(EXERCISE INPUTS begins)

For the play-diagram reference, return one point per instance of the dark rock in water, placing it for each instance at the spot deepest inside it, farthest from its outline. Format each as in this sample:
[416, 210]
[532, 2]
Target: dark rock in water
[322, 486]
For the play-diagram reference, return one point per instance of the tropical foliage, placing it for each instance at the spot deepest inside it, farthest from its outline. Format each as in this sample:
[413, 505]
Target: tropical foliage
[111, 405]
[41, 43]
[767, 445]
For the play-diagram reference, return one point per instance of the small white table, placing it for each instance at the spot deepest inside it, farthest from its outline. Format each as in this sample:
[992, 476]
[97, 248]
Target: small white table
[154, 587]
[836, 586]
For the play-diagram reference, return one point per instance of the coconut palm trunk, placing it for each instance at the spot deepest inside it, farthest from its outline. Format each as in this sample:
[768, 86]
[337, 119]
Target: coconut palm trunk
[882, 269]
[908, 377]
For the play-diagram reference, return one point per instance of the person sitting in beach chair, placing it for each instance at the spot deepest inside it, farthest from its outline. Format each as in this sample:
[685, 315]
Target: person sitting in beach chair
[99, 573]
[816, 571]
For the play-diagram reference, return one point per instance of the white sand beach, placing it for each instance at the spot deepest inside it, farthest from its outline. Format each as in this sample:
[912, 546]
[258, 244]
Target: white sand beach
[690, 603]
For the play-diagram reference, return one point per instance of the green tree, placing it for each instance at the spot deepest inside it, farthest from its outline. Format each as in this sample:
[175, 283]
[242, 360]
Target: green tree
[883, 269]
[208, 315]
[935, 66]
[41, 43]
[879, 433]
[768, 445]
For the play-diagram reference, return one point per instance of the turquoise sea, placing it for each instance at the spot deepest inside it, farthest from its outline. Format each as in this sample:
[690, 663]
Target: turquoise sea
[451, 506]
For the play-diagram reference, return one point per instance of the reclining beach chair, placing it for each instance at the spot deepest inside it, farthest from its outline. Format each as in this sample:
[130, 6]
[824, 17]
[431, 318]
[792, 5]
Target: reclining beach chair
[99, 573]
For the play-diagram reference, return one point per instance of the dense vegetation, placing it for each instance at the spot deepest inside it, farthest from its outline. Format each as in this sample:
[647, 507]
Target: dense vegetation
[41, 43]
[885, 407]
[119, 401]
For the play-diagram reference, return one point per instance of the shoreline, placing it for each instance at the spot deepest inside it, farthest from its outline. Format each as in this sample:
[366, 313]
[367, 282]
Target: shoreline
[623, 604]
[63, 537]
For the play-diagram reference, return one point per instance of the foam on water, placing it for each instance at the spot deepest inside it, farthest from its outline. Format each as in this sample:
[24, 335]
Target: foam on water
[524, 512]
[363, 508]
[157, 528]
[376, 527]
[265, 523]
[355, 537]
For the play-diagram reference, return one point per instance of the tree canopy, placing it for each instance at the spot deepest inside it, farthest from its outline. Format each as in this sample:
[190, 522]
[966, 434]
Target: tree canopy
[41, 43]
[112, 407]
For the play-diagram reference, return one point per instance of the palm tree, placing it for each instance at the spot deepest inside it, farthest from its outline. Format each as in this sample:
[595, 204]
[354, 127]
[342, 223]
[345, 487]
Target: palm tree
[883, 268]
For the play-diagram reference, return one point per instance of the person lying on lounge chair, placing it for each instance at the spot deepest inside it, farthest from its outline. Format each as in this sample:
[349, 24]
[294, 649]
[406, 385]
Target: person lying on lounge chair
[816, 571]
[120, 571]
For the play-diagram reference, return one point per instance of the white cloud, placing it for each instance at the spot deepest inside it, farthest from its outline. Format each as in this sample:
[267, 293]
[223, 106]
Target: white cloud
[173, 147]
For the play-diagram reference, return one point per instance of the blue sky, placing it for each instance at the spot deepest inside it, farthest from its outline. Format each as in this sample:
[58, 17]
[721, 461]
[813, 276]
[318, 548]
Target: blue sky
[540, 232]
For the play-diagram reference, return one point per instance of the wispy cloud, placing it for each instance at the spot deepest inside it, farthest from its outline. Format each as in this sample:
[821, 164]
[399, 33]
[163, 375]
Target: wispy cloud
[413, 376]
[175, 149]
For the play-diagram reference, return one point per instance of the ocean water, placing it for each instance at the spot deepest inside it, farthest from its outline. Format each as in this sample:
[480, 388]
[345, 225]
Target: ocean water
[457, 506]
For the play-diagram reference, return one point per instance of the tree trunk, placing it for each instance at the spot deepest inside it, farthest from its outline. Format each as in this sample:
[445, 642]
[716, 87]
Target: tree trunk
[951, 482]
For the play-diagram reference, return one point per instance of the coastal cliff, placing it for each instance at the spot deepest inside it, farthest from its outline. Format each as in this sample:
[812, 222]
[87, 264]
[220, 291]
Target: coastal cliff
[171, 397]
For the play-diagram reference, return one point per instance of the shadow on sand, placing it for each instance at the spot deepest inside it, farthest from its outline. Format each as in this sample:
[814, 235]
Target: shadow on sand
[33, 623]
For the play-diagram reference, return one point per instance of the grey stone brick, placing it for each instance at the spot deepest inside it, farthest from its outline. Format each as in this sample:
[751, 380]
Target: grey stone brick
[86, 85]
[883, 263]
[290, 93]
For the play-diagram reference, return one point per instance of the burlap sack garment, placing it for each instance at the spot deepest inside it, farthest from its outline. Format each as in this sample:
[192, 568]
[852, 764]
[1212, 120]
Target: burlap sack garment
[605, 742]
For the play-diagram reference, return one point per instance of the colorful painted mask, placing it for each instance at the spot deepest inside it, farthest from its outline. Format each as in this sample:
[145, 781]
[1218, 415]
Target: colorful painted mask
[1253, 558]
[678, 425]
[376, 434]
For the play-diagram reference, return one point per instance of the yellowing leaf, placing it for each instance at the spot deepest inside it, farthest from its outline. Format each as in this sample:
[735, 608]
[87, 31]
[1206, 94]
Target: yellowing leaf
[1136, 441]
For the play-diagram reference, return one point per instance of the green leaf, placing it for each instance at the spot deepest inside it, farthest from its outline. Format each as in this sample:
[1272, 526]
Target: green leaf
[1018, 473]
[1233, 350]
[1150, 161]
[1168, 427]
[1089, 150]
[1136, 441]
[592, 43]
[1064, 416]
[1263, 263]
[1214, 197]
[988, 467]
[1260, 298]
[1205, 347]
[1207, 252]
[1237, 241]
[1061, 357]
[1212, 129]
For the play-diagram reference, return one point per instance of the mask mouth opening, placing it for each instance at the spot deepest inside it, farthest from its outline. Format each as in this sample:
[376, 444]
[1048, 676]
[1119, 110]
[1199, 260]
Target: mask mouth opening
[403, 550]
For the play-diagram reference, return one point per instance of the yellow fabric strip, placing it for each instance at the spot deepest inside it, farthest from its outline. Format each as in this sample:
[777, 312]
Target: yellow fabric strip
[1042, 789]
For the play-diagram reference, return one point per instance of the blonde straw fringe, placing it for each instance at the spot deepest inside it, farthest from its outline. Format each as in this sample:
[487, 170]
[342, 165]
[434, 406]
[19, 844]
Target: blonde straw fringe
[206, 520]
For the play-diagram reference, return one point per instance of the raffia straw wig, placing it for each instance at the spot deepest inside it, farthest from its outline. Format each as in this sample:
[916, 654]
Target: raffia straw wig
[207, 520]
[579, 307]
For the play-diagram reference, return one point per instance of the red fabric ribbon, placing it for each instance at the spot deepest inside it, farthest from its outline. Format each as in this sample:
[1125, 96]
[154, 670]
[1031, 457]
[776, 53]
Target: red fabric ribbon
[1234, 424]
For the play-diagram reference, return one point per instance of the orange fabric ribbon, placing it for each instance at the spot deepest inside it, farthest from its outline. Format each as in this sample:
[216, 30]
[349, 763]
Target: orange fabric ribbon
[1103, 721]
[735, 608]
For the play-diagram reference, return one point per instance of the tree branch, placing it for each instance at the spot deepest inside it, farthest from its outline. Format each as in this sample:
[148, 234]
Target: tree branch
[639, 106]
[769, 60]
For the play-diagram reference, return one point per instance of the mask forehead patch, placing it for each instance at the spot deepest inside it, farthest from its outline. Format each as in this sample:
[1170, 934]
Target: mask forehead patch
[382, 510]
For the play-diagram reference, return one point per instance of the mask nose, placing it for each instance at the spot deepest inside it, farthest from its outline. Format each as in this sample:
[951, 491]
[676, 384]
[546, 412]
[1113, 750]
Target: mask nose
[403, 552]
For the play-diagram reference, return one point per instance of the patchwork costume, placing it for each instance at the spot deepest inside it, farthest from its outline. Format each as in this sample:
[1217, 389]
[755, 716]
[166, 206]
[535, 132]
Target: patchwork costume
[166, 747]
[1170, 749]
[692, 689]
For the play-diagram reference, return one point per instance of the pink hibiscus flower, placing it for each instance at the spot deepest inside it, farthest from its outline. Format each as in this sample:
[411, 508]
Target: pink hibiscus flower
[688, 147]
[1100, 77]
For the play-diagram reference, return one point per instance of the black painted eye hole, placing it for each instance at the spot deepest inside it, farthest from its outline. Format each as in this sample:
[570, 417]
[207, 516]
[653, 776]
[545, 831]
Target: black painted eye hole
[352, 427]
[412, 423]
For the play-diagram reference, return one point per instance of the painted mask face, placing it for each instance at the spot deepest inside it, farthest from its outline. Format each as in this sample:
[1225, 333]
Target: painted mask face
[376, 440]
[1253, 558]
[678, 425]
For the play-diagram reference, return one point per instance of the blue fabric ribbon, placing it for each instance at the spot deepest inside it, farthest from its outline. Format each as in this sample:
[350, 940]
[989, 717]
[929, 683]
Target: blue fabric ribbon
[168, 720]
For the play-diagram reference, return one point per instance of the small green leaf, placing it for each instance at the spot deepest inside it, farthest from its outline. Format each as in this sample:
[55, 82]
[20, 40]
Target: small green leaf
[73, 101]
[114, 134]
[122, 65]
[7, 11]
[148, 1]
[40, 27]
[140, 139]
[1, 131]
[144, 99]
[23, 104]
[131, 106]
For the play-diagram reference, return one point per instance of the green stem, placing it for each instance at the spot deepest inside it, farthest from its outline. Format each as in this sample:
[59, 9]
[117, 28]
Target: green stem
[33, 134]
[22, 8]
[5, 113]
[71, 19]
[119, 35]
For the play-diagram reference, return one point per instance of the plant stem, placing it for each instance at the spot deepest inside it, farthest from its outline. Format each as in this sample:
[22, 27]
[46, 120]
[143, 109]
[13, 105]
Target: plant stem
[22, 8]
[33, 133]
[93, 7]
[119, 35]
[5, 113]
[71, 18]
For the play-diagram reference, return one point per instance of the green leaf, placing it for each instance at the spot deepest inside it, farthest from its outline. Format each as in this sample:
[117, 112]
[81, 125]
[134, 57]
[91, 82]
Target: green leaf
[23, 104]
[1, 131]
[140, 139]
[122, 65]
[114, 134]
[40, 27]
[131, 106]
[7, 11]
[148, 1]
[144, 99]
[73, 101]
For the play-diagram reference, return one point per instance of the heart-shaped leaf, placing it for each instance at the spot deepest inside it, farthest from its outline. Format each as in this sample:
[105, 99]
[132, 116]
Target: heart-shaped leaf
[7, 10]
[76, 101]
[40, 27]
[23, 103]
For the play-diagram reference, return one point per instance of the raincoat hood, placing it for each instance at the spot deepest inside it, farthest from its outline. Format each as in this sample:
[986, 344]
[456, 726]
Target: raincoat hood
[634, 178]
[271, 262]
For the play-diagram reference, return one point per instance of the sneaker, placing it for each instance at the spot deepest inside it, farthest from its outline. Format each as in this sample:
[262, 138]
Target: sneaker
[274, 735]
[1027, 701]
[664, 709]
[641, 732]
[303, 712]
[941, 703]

(EXERCISE INPUTS ends)

◆ INSTRUCTIONS TO FOLLOW:
The first line of the entries, the line with "green tree, placing", and every line between them should be retyped exactly, and nothing else.

◆ OUTPUT OF THE TASK:
For the play-diagram reference, return one point per instance of the dark rock in water, placing it for each instance at the spot deepest inside it, farthest from its outline. Format each as in this sample:
[416, 210]
[532, 2]
Target: dark rock in water
[322, 486]
For the play-diagram reference, return one point per instance of the tropical foliage, placing it for each instance at the spot deepest inside it, farthest from its outline. Format each as in this sample:
[413, 505]
Target: tropical foliage
[111, 405]
[41, 43]
[767, 445]
For the play-diagram reference, return one point per instance of the small white table, placing it for each instance at the spot deepest inside it, farthest from its outline. Format each as in this sample:
[992, 476]
[97, 248]
Target: small white table
[154, 587]
[836, 586]
For the play-diagram reference, return one point per instance of the coconut palm trunk, placing it for each instance at the spot deepest inside it, farthest from its outline. Format each as in this sample:
[768, 86]
[337, 119]
Target: coconut palm trunk
[882, 269]
[908, 377]
For the play-diagram reference, return one point per instance of the person sitting in beach chair, placing it for each instance at the spot deepest inside it, farthest from its outline. Format each as in this sample:
[685, 315]
Target: person sitting in beach chair
[99, 573]
[816, 571]
For the play-diagram reference, return one point per instance of the white sand beach, placing it for each instance at the spot deepest inside it, farthest from its outline. Format each as in this sample:
[912, 546]
[258, 244]
Target: white sand beach
[690, 603]
For the play-diagram reference, return one point per instance of the green tree, placing it for each instance at the spot deepest inside it, farthest from its outline. Format each as in this sample:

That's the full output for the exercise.